* [EXCERPT TO READ]

(See also Setting up Cygwin.)
If you're having trouble starting one of our programs, please try running it from a Cygwin Bash prompt instead of from the desktop shortcut icon until you work out what's wrong. We have had several of these problems in the past.
Please mail us a bug report including the output when you start the program from a Cygwin Bash prompt. (The web page for the particular project you're trying to run should tell you the email address.)
Any console output from our applications (as opposed to the start-up scripts or their interpreters) is recorded in a file. For Terminator, these are stored in ~/.terminator/logs/ along with a file containing a log of each tab's output. Evergreen's output is logged in your temporary directory. SCM's output is not currently logged.
The main reason for using Cygwin is that one of our projects, Terminator, requires it. NT's built-in POSIX subsystem won't let you launch native Windows applications or interact with the network, so that wasn't an option. Cygwin, on the other hand, even contains the Unix98 pseudo-terminal support which we use to support terminal resizing, not to mention containing a port of one of the most widely used ssh programs.
Cygwin is also convenient for us in that it lets us use the same start-up scripts that we use on Linux and Mac OS.
In future, the other projects may be runnable without Cygwin, though probably not before there's a native (non-Cygwin) Ruby 1.9 available. (Ruby 1.9 for Windows is still flagged as experimental at the time of writing.) Even then, if you're programming or doing system administration on Windows, installing and learning Cygwin would probably be an excellent investment of your time.

* [MATERIAL PROVIDED]

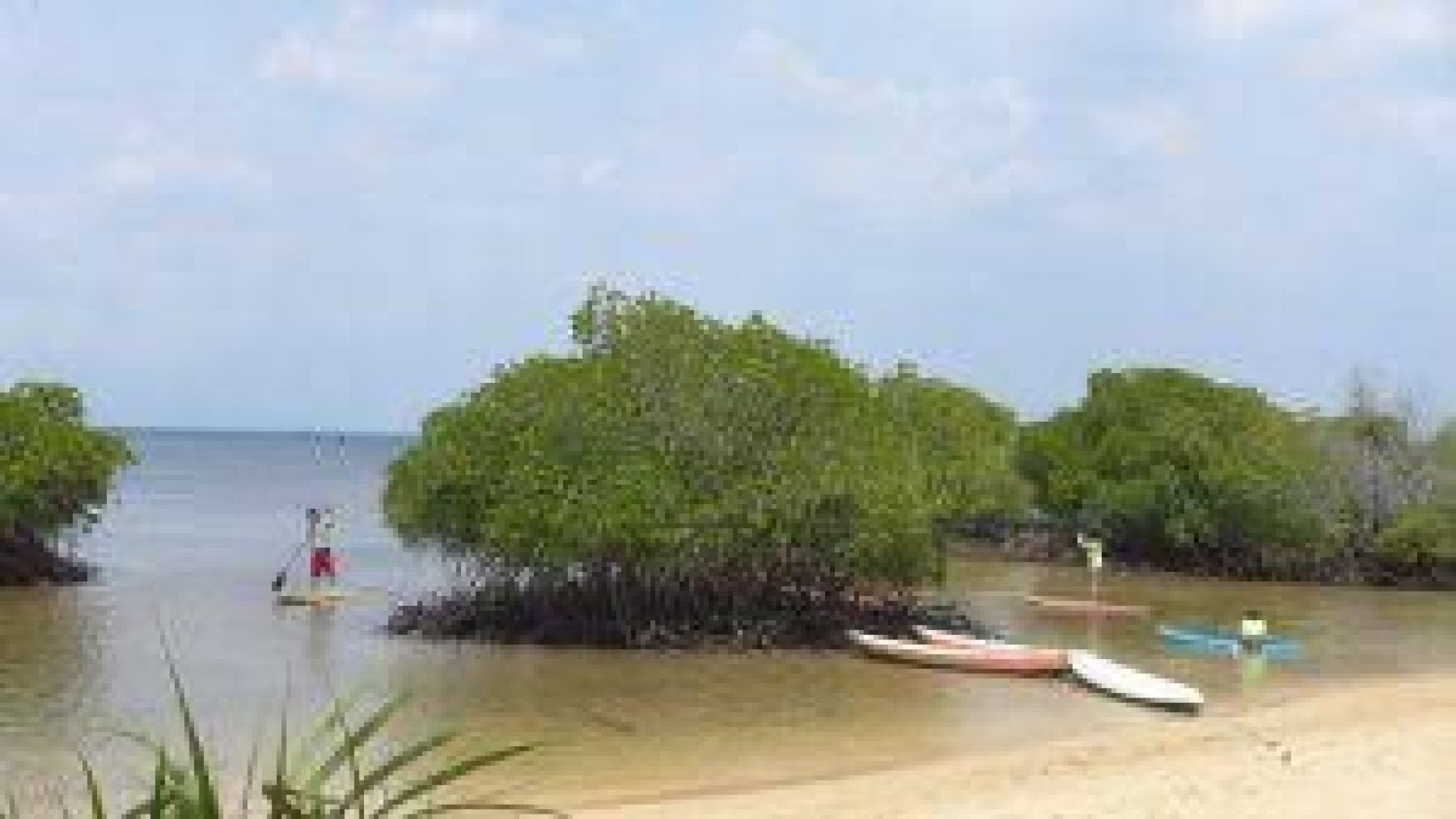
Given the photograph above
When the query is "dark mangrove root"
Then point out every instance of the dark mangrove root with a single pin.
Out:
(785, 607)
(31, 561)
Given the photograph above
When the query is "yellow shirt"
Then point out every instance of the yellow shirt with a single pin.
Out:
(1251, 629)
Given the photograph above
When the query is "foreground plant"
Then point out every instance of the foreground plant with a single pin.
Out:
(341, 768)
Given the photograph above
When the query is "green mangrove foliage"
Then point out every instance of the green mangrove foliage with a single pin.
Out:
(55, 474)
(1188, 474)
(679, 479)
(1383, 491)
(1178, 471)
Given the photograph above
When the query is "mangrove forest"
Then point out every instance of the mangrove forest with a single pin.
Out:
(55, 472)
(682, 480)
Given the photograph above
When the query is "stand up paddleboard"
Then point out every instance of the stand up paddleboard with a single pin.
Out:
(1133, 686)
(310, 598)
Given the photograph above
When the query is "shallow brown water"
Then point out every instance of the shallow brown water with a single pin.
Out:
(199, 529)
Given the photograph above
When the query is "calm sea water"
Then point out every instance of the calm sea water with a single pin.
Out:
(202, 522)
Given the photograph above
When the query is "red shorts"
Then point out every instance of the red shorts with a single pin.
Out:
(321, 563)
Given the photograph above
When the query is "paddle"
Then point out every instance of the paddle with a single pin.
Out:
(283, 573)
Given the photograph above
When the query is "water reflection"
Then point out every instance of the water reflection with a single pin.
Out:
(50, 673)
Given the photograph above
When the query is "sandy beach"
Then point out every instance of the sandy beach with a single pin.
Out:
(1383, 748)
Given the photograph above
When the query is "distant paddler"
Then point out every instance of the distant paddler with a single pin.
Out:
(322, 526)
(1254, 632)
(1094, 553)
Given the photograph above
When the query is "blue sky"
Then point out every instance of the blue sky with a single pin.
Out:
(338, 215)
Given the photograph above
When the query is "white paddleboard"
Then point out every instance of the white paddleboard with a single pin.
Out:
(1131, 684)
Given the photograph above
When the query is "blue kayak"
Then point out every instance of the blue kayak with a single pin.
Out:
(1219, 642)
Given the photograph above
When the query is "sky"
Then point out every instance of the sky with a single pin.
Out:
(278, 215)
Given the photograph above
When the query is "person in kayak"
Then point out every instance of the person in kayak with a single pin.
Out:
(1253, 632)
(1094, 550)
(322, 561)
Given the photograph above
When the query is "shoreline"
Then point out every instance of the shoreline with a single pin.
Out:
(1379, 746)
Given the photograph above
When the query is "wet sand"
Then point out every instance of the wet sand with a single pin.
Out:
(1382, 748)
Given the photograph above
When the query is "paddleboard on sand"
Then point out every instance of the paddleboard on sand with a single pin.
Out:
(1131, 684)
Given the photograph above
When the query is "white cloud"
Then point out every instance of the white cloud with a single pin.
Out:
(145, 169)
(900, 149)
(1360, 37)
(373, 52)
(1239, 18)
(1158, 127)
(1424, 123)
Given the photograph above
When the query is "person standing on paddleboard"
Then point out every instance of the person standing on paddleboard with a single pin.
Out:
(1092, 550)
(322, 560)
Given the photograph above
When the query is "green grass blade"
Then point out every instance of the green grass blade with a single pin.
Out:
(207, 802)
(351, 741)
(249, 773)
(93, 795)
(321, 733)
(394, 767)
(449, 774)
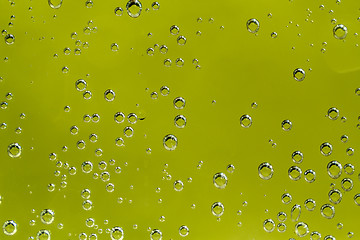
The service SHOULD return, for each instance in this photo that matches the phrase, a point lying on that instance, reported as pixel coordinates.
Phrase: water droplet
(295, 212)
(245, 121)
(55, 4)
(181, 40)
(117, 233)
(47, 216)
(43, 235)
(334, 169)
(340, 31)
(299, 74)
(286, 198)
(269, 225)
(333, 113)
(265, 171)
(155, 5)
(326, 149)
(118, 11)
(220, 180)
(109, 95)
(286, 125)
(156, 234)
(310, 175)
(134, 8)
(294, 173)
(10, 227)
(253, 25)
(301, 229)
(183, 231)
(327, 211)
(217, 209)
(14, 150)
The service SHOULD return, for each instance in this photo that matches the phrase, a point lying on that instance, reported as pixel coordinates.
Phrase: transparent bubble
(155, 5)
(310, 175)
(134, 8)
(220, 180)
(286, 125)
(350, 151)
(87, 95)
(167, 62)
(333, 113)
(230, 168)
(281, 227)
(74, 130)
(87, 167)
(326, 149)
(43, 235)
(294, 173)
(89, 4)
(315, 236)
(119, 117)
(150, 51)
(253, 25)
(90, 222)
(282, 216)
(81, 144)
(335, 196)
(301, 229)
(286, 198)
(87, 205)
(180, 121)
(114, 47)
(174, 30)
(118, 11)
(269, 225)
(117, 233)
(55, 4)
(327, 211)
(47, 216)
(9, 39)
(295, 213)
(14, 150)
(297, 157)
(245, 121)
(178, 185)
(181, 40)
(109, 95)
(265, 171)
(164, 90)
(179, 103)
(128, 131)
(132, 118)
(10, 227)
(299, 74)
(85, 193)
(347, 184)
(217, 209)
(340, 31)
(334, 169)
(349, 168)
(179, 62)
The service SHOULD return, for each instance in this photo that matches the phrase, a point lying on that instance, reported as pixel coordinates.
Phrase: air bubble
--
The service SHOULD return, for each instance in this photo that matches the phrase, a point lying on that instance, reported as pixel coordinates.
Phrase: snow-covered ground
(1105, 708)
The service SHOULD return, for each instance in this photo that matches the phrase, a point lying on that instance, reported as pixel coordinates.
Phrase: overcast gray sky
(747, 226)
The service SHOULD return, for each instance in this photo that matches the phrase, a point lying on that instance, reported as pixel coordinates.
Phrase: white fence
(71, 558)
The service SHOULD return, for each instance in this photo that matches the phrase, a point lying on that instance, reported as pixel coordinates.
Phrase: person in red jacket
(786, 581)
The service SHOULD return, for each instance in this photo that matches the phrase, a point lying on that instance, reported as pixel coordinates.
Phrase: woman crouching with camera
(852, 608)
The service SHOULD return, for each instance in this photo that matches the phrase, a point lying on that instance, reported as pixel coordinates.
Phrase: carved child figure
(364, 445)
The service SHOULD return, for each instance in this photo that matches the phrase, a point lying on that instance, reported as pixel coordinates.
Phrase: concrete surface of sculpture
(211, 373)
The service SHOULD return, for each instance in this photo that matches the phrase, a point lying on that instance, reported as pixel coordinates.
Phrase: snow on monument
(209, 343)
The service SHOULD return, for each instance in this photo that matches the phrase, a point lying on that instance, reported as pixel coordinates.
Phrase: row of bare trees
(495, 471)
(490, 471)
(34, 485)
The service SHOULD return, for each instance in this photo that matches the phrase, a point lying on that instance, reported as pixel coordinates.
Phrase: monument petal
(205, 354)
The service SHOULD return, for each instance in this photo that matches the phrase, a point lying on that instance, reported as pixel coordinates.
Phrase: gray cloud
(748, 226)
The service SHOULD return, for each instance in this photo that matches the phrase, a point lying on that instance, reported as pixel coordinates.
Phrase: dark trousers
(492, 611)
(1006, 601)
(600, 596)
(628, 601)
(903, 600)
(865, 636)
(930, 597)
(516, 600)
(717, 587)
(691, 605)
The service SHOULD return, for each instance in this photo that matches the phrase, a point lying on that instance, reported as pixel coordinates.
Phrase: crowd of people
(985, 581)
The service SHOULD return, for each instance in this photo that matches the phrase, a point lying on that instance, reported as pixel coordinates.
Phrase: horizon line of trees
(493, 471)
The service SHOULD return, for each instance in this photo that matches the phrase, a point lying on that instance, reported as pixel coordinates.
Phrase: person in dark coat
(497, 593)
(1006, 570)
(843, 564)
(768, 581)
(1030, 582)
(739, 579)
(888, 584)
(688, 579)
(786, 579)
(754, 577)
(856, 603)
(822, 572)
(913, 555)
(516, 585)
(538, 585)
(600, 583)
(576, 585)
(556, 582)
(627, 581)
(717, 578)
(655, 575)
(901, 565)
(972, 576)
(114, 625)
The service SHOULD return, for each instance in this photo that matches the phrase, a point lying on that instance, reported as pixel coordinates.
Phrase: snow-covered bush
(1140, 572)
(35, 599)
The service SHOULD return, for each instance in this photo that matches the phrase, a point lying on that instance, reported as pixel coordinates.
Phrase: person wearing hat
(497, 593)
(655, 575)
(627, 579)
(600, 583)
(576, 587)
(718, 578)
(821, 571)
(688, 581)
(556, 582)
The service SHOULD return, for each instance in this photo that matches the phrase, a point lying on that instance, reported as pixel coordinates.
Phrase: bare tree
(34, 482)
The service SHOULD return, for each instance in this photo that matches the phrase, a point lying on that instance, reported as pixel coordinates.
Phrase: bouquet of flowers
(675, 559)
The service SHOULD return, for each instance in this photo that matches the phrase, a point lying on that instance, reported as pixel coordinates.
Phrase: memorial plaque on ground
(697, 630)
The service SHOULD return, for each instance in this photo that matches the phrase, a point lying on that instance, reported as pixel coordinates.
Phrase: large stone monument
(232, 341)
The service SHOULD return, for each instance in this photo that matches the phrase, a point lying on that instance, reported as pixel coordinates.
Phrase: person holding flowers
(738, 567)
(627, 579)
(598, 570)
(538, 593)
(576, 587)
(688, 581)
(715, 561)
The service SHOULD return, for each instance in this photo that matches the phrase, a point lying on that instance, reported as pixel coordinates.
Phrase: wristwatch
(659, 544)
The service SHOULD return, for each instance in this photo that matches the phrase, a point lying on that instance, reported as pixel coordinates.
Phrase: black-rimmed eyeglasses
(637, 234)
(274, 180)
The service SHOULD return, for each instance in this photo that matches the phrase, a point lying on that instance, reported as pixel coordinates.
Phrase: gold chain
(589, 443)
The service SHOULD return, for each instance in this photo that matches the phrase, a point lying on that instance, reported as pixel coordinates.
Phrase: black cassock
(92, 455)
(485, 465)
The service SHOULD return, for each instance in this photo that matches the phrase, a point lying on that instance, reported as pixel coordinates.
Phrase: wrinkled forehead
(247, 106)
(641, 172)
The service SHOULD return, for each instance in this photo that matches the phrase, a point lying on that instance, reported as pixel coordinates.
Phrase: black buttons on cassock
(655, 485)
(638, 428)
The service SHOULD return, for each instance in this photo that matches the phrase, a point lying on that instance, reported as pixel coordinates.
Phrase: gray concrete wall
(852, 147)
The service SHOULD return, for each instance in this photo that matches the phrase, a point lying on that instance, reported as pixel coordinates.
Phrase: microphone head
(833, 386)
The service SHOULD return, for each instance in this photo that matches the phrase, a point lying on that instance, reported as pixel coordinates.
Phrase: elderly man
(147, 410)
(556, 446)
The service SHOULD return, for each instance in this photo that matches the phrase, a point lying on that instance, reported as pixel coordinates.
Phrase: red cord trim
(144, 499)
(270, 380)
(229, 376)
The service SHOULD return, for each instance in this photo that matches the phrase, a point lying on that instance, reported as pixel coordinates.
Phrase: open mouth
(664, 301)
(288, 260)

* [PROBLEMS AND TASKS]
[1] Write out the Cygwin text between "(See also Setting" and "the email address.)", inclusive.
[2] According to the Cygwin text, in which directory are Terminator's logs stored?
[3] Continue the Cygwin text from its last sentence onward.
The material has no connection to the Cygwin text.

* [PER-TASK OUTPUTS]
[1]
(See also Setting up Cygwin.)
If you're having trouble starting one of our programs, please try running it from a Cygwin Bash prompt instead of from the desktop shortcut icon until you work out what's wrong. We have had several of these problems in the past.
Please mail us a bug report including the output when you start the program from a Cygwin Bash prompt. (The web page for the particular project you're trying to run should tell you the email address.)

[2] ~/.terminator/logs/

[3]
We don't distribute the Cygwin DLL because that would cause problems for our users and because it would require us to distribute the Cygwin source (which would cost storage and bandwidth and administration effort).
All our projects are designed to work with UTF-8. Cygwin itself doesn't yet support UTF-8 filenames. You can happily edit UTF-8 files or view UTF-8 manual pages or whatever, but you will have problems if you need to deal with non-ASCII filenames.
The Windows NT/2000/2003/XP/Vista family use two-byte Unicode characters internally but the older Windows operating systems (such as Windows 95/98/ME) didn't support Unicode at all, so it would be difficult for Cygwin to use the UTF-16 interfaces without dropping support for the older operating systems.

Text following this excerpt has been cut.